**Brano proposto**
——————

Essere consci di aver distrutto equilibri ed ecosistema: oggi vorremmo uscire per vivere ciò che eravamo, un’ansia tale da contare i giorni e i minuti che ci separano dal momento in cui potremo uscire per poterci sentire apparentemente liberi. I meccanismi che dobbiamo affrontare sono complessi, non sempre comprensibili alla coscienza.
Eccone alcuni:
1 – ansia di uscire
2 – difficoltà nel ritrovare i propri confini
3 – difficoltà di orientamento
4 – angoscia di contaminazione
5 – rimozione, rifiuto delle regole, negazionismo.
Ansia di uscire
Più l’attesa è forte, quasi spessa, più il contenimento è stato causa di sacrifici economici e morali, più l’angoscia è stata il filo conduttore di questi mesi, Allora l’idea di un’apertura, qualsiasi, di un metro, 100 metri, 100 chilometri, scatena in noi l’irrequietezza, e per questo sarà il nervosismo incontenibile a caratterizzare la
Fase 2.
È attendere il 4 maggio o il primo giugno (è irrilevante la data) che rende l’idea che tutto sia reale e più facile, anche se carico di dubbi sull’idea di speranza. Troppe aspettative, è chiaro, sarebbero da evitare, per non dover vivere la difficoltà di guardare il mondo che sta fuori come un deludente pericolo.

——————

**Materiale di studio**
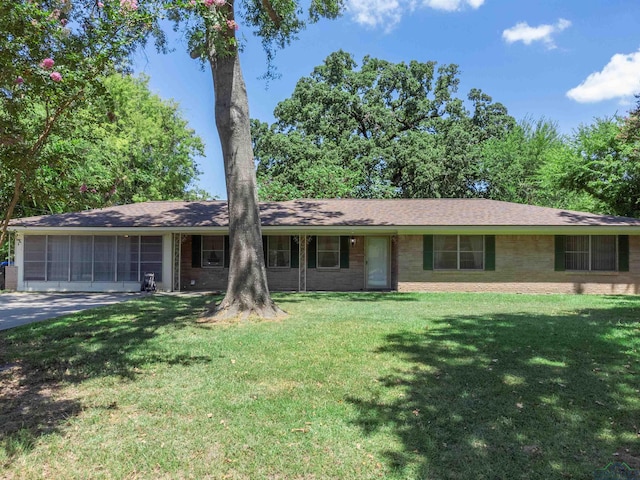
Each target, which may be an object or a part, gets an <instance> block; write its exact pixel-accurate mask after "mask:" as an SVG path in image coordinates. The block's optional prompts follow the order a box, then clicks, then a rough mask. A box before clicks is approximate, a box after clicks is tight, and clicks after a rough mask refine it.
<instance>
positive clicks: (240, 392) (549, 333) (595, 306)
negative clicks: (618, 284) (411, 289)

——————

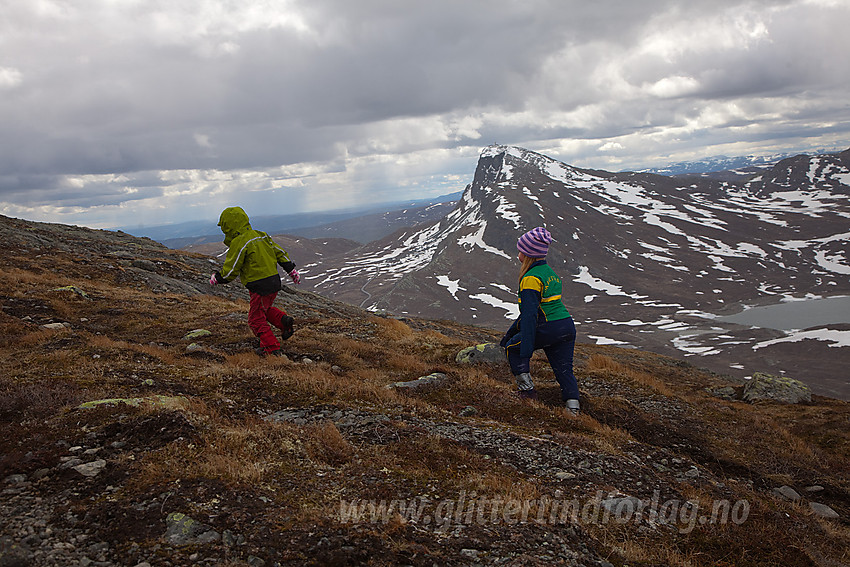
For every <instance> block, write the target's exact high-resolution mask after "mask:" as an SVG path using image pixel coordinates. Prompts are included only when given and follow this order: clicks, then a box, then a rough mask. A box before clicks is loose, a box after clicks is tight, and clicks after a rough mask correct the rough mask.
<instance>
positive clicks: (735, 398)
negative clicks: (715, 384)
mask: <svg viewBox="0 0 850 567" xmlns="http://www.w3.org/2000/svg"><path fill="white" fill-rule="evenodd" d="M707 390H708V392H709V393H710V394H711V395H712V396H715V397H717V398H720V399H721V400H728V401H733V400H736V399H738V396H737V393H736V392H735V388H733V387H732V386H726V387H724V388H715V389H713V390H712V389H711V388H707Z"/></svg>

——————

**Esercizio 1**
Secondo il brano proposto, che cosa caratterizzerà la Fase 2?
**Esercizio 2**
Per favore, trascrivi dal brano proposto il passo che comincia con le parole "Essere consci di" e si chiude dopo le parole "comprensibili alla coscienza.".

**Spazio risposta 1**
Il nervosismo incontenibile.

**Spazio risposta 2**
Essere consci di aver distrutto equilibri ed ecosistema: oggi vorremmo uscire per vivere ciò che eravamo, un’ansia tale da contare i giorni e i minuti che ci separano dal momento in cui potremo uscire per poterci sentire apparentemente liberi. I meccanismi che dobbiamo affrontare sono complessi, non sempre comprensibili alla coscienza.